__Instruction__: Can you output the records below exactly as they are written?

Location identification items:
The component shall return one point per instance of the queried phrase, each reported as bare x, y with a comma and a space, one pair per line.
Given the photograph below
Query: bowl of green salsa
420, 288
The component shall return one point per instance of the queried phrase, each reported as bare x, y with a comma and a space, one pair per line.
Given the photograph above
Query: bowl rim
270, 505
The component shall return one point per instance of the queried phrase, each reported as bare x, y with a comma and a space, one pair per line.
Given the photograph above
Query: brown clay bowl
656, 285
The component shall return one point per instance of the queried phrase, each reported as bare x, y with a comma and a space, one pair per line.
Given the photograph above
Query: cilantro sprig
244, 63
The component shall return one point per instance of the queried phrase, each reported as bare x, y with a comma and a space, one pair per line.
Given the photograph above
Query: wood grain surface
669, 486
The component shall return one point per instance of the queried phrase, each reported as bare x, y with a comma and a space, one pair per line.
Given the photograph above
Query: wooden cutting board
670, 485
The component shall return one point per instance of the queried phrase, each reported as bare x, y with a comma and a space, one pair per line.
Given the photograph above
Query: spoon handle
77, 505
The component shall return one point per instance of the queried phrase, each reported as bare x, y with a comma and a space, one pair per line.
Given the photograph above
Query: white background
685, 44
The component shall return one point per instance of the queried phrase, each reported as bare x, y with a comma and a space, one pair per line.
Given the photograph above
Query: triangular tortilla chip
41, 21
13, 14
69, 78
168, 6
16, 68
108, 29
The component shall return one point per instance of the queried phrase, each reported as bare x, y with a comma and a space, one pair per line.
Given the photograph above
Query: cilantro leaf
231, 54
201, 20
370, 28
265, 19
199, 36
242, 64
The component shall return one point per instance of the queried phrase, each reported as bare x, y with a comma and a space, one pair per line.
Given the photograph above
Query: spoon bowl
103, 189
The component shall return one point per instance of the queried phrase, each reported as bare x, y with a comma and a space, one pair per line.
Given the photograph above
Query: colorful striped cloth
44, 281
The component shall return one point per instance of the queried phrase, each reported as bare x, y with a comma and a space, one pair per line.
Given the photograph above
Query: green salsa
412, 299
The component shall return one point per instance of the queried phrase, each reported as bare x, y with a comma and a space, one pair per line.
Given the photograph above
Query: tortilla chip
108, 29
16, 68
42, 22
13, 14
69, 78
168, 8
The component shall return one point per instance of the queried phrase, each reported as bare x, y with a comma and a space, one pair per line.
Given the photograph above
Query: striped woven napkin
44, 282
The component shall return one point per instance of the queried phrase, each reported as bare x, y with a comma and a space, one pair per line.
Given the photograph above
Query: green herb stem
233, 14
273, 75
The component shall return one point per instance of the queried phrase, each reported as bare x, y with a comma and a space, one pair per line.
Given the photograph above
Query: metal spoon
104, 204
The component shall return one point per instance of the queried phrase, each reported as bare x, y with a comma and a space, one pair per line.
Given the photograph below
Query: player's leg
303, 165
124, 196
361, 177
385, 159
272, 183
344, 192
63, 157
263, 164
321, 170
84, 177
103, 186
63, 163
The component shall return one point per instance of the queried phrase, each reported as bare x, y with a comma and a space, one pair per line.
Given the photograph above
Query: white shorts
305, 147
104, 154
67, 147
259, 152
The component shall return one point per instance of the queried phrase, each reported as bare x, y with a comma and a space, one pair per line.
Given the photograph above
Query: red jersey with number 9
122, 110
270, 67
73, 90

__The output__:
The component shall return one point per instance of the queried phrase, each reported as bare x, y with a comma and a space, one pair per line.
Given the photograph below
Query: bowl of green salsa
420, 288
The component shall return one point per instance of the queried phrase, each reported as bare x, y with a comma and a space, one pair per line.
Given the photograph above
Query: bowl rim
270, 505
The component shall return one point per instance of the queried phrase, each reported as bare x, y with a comma and a space, one pair per line.
Given the photograph above
Query: brown clay bowl
656, 285
The component shall return one point per instance of the queried phrase, each reported as bare x, y with a comma and a space, one pair per line.
Given the photograph above
Query: cilantro sprig
244, 63
The component shall return one point per instance of the queried phrase, each reported as bare x, y with a comma and a space, one pair per line.
Given the photograph above
Query: wood grain surface
669, 486
The component shall return one point per instance of the queried phrase, each reported as bare x, y with a comma and a space, one pair per line.
Given the photograph above
Query: wooden cutting board
670, 485
The component shall return one point per instance of the queried phrase, each reported as bare x, y with a comma and a space, one pair per line.
Given the photograph above
Query: spoon handle
77, 505
The component shall return one point per instance of the queried phrase, each reported as bare x, y with a comma and a space, one pair per line.
Given the photograph above
Query: white background
685, 44
The component shall return one point per instance of the queried phrase, each reported as bare x, y with a comma and a space, one pair per line.
Given the photograph above
Query: triangular tortilla chip
41, 21
13, 14
69, 78
168, 6
16, 68
108, 29
The component shall return one point per instance of the queried phrase, each reported as bare x, y with a comma and a space, one pair per line.
Given the photograph above
Query: cilantro leaf
231, 54
201, 20
370, 28
265, 19
199, 36
242, 64
The component shall return one point per instance of the queried phrase, each reported as bare x, y with a comma and a space, one pair per line.
Given the photograph above
Query: spoon bowl
103, 189
The component shall return one point per instance of the queried phrase, each reported as bare x, y with a comma and a space, one pair per line.
Given the photograph above
Query: colorful striped cloth
44, 281
The component shall return one point per instance of the queried phrase, each reported as bare x, y with a comma and a space, one pair per line.
Given the photograph above
Query: green salsa
412, 299
The component shall return one point per instance of the queried phrase, each reported as bare x, y with a comma and a space, one pair per line.
Given the photograph above
Query: tortilla chip
108, 29
16, 68
42, 22
13, 14
69, 78
168, 8
The component shall return one point per instance of the queried phrase, each reported as bare x, y with a comma and a space, one pair per line.
Given the photograph above
Query: striped woven napkin
44, 282
The component shall return one point per instance of the queried phrase, each reported as bare x, y with a comma and a space, one pair per line.
Given the photograph above
Query: green herb stem
233, 14
273, 75
The component shall return one point per instance of the queried phrase, each reported as bare x, y with a comma and a space, one pair per line.
Given the photograph above
Query: metal spoon
104, 204
The component shall return one point per instance of the queried phrase, each reported as bare x, y with a comma and a space, one pair per line.
Given the photograph below
Query: player's leg
303, 165
124, 196
361, 177
385, 159
272, 183
344, 192
63, 157
263, 164
321, 170
84, 177
103, 186
63, 163
The component shall return one point per instance of the queried phrase, each reported as bare x, y with a comma and a space, one pair per line.
Given the photograph above
Query: white shorts
305, 147
104, 154
67, 147
259, 152
The component shall return one point per instance of the queried phrase, each reported as bare x, y with a comma and a space, one pair per line.
Given the photograph above
Query: red jersey with number 9
122, 110
270, 67
73, 90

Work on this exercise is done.